What is the scale of the issue? As of June 1998, a total of 890 payments had been made under the 1979 Act, from a total of 4,000 claims. Successive Governments since 1979 have acknowledged that almost 900 people were damaged by vaccines. The vast majority of the payments—795—were set at about £10,000. Claimants, of course, must meet a stringent 80 per cent. disability test before being eligible for an award under the Act. A person who is severely damaged by a vaccine and suffers a 70 per cent. impairment receives no payment because the disability does not meet the 80 per cent. threshold. There is no justice in such a system.

Parents' groups have raised other issues relating to vaccine damage. They believe that the number of victims is higher than the official figures that I have given. There is concern about clinical trials that allegedly took place between 1948 and 1956. It has been alleged that children suffered severe brain damage or even died during the trials and that their parents were not aware that the children were part of such clinical trials. There is also considerable concern about children who might have been damaged by vaccine but who are denied a payment under the Act as their medical records have been mislaid. Such matters are for investigation; I do not intend to pursue them today. The focus of the debate is rightly on the Government's review of the 1979 vaccine damage payment scheme.

What do we want from the Government's review? To summarise, the proposals put to the Government by the parents' groups include a substantial lump-sump payment and the payment of a severe disability pension analogous to war pensions and industrial injury pensions. They want recognition that the longest-suffering children and families have had the most expense and the least help. Further, they want the 80 per cent. disability rule tapered and the removal of the six-year time limit during which claims must be made.

The groups have also asked for the pharmaceutical industry to contribute towards additional funding. The Government have pursued the matter with the industry and parents are grateful for that as, by so doing, the Government have shown that they accept that vaccine victims constitute a special case. The response from the pharmaceutical industry has been negative. I appreciate the economic realities of taxing or levying vaccine manufacturers under a publicly funded health system. However, a spark of compassion and a measure of generosity on the part of the industry and its well-paid chief executives would have been welcomed.

Brief:
Reproduce word for word the passage of the vaccine damage text starting at "Parents' groups have" and ending at "damage payment scheme.".

Dataset:
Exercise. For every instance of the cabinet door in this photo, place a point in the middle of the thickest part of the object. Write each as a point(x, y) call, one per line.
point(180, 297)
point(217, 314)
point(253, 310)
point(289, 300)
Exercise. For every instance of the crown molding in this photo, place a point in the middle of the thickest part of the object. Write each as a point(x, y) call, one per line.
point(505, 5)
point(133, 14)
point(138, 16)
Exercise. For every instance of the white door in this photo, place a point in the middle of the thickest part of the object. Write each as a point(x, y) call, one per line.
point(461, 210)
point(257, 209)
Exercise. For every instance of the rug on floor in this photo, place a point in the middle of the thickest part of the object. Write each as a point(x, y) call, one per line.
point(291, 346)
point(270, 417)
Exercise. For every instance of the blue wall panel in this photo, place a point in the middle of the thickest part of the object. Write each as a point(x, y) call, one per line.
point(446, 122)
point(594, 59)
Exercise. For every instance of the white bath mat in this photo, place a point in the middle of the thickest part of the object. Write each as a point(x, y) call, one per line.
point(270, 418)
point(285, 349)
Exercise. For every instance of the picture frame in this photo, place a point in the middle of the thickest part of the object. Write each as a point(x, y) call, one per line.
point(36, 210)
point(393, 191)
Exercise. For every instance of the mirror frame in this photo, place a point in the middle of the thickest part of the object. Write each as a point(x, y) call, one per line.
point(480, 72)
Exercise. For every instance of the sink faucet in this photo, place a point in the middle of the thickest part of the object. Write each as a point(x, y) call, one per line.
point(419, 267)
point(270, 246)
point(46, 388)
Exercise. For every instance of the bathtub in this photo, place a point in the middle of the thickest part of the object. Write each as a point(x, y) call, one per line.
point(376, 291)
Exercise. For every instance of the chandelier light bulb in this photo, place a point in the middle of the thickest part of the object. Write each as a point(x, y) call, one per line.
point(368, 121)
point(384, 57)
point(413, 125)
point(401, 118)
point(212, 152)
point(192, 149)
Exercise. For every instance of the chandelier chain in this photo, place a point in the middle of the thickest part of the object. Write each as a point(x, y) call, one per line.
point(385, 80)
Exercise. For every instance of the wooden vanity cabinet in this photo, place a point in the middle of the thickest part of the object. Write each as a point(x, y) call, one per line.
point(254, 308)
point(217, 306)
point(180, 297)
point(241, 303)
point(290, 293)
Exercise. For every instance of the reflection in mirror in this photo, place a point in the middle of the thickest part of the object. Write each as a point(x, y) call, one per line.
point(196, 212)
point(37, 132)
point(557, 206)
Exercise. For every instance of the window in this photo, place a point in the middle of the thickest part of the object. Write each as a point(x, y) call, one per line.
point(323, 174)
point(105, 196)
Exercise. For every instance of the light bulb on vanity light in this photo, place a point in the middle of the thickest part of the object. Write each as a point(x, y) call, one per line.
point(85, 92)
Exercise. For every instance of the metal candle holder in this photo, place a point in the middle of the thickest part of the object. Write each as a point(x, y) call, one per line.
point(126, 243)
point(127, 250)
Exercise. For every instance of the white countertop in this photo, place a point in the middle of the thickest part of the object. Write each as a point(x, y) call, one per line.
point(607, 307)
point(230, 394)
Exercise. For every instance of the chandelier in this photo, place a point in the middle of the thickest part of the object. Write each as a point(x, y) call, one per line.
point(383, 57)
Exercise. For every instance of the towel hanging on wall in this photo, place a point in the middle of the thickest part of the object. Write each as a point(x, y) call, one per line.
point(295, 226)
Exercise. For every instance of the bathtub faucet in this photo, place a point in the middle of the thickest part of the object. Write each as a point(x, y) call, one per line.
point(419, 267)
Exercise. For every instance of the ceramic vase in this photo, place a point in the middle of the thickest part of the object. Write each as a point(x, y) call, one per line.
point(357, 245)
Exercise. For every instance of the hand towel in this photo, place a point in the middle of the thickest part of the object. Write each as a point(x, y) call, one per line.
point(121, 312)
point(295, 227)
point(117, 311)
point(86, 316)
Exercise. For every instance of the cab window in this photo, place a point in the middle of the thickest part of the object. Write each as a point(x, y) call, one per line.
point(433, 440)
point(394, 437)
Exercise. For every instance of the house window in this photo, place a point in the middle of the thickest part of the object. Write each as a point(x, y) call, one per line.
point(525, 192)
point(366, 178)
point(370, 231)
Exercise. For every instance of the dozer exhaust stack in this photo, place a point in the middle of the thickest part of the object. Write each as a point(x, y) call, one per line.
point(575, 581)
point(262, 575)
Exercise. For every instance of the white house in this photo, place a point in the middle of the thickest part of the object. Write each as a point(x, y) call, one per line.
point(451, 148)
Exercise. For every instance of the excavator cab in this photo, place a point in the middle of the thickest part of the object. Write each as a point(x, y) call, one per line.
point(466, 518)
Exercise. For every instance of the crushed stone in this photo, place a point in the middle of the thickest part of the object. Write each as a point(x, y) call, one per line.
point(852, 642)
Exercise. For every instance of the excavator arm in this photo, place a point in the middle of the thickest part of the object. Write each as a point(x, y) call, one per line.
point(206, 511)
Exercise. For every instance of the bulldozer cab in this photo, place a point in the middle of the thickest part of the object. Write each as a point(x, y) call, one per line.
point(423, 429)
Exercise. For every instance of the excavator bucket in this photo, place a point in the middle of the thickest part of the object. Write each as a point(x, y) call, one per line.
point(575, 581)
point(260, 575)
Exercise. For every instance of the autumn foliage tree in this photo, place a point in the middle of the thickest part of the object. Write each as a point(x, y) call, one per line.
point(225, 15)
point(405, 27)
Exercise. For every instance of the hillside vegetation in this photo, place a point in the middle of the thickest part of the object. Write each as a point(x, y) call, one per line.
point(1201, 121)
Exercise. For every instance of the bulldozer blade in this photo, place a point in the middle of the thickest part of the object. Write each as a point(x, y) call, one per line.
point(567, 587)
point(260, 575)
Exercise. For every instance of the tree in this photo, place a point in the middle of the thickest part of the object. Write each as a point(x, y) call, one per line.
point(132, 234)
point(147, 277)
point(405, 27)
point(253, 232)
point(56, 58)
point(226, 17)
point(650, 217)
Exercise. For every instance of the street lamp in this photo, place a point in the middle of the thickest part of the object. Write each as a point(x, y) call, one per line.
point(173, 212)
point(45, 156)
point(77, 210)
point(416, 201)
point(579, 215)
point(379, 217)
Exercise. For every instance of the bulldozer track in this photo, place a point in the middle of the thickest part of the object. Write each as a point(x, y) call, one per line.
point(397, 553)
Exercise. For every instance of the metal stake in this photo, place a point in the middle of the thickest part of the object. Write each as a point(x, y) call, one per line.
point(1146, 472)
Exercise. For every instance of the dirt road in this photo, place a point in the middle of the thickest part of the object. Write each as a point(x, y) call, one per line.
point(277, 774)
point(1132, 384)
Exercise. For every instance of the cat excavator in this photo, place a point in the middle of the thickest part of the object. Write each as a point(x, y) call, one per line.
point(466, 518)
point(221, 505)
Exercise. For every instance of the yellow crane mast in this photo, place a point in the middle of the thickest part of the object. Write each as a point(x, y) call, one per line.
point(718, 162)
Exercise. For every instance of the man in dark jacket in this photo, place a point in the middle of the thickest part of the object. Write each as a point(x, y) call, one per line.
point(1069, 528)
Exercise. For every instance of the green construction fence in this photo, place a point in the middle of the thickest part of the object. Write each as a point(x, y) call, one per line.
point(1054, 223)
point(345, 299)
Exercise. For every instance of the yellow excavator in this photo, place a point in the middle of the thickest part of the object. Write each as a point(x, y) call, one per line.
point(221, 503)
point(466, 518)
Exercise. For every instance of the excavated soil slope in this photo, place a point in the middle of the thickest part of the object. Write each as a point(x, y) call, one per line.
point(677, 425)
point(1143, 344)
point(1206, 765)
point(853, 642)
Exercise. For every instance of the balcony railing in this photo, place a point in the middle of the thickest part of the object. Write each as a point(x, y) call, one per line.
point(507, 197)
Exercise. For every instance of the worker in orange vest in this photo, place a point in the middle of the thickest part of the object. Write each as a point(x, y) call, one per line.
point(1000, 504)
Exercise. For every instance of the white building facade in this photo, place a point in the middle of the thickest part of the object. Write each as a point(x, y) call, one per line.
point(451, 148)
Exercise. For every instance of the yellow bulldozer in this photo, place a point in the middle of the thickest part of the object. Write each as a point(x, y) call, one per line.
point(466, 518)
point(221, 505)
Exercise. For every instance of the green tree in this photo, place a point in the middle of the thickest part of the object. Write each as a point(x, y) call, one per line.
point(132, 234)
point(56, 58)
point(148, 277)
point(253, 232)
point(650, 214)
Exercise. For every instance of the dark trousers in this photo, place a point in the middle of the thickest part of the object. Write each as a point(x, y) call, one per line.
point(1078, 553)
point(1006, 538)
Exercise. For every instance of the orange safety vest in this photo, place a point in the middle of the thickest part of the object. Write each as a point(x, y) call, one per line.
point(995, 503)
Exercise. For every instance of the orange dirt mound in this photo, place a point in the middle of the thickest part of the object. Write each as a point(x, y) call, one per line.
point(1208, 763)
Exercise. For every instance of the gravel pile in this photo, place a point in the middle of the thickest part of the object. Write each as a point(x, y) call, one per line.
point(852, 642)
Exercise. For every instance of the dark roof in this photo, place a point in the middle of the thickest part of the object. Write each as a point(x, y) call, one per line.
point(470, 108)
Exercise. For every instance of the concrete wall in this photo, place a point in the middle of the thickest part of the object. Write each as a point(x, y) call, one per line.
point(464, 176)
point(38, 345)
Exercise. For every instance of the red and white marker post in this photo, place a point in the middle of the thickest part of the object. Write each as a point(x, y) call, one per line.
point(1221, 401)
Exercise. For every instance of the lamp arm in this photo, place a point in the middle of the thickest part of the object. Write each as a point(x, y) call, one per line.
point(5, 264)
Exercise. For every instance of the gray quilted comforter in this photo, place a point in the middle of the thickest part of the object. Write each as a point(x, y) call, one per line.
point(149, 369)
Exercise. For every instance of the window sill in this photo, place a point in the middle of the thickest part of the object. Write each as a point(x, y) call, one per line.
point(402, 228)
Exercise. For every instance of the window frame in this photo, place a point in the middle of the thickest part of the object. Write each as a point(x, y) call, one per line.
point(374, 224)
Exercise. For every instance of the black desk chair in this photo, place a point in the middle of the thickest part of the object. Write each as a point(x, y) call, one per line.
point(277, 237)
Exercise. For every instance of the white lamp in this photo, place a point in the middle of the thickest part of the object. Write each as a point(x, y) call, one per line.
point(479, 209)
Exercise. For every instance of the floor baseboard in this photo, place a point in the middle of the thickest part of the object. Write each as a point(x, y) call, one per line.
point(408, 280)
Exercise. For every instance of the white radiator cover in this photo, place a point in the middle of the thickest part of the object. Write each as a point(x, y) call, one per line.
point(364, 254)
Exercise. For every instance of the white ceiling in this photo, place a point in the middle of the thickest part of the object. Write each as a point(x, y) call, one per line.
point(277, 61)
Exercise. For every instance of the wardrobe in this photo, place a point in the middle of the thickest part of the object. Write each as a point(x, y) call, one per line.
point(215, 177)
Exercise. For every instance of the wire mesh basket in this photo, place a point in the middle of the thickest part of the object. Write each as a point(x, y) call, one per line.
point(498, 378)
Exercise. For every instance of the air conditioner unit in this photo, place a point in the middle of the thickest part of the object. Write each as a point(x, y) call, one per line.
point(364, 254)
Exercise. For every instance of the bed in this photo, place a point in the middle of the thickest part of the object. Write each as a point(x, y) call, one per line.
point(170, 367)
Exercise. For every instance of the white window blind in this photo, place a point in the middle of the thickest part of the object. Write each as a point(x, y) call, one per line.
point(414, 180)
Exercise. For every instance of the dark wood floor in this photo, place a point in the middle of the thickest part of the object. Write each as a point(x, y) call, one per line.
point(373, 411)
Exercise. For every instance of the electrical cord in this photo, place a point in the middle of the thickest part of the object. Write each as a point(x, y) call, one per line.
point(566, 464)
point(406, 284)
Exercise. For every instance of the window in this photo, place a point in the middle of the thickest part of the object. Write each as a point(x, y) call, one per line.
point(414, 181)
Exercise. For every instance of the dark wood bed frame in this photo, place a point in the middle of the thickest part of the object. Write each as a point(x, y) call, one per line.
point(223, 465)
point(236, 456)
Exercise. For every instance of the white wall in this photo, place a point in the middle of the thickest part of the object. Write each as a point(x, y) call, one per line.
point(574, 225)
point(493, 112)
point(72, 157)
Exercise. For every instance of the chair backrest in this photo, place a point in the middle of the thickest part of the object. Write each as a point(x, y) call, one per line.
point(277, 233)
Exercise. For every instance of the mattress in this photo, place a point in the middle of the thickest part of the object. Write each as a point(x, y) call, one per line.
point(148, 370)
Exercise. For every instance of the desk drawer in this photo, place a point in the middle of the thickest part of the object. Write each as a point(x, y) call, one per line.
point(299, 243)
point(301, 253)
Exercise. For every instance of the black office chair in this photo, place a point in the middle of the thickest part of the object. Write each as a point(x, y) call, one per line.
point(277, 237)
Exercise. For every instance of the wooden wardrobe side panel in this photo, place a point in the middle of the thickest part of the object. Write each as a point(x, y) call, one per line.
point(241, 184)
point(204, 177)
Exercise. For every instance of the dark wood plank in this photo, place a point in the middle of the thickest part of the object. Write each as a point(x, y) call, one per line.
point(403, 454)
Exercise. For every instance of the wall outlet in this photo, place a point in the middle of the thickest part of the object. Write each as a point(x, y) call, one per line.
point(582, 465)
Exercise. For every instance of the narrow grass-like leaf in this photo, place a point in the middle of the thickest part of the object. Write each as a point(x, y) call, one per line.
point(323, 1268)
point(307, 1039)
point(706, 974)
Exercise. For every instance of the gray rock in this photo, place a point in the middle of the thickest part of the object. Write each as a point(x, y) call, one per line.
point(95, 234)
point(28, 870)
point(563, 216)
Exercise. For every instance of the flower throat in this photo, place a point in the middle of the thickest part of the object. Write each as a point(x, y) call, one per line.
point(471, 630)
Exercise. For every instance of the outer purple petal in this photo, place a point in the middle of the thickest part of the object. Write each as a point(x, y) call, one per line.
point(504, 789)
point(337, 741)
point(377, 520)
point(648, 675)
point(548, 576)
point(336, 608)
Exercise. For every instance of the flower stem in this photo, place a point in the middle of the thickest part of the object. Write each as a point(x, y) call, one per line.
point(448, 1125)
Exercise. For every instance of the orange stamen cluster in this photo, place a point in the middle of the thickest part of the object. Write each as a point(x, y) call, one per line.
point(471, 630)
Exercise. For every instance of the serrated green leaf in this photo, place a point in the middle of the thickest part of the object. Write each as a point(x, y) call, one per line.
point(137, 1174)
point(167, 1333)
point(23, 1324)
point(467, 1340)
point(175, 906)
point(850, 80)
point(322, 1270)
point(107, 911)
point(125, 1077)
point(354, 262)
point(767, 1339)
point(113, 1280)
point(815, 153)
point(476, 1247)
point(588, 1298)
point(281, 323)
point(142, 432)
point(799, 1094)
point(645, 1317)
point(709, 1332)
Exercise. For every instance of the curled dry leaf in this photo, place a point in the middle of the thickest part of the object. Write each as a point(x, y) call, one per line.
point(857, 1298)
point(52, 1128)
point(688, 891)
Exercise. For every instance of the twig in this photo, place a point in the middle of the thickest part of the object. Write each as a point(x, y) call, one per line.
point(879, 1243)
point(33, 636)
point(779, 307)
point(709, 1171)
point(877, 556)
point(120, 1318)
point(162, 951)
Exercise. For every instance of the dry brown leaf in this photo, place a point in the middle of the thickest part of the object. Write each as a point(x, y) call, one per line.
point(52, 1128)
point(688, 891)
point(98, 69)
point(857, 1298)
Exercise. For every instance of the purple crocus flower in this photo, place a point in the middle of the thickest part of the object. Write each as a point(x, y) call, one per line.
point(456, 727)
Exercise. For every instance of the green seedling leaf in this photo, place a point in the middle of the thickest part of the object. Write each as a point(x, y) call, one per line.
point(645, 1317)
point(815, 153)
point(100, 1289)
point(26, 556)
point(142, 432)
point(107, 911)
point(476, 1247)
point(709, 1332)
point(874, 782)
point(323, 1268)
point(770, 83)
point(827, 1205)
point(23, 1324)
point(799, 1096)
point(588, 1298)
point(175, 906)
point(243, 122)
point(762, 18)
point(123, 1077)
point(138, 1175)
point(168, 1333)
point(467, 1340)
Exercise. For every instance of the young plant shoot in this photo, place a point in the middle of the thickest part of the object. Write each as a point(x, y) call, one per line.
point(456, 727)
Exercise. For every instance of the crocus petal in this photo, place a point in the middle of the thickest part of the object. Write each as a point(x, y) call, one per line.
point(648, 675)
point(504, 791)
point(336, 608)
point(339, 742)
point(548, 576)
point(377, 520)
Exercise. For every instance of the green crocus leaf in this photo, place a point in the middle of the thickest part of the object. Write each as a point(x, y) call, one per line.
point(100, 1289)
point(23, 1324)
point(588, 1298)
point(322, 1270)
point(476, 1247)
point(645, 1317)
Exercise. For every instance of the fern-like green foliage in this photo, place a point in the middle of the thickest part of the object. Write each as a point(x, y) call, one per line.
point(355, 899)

Output:
Parents' groups have raised other issues relating to vaccine damage. They believe that the number of victims is higher than the official figures that I have given. There is concern about clinical trials that allegedly took place between 1948 and 1956. It has been alleged that children suffered severe brain damage or even died during the trials and that their parents were not aware that the children were part of such clinical trials. There is also considerable concern about children who might have been damaged by vaccine but who are denied a payment under the Act as their medical records have been mislaid. Such matters are for investigation; I do not intend to pursue them today. The focus of the debate is rightly on the Government's review of the 1979 vaccine damage payment scheme.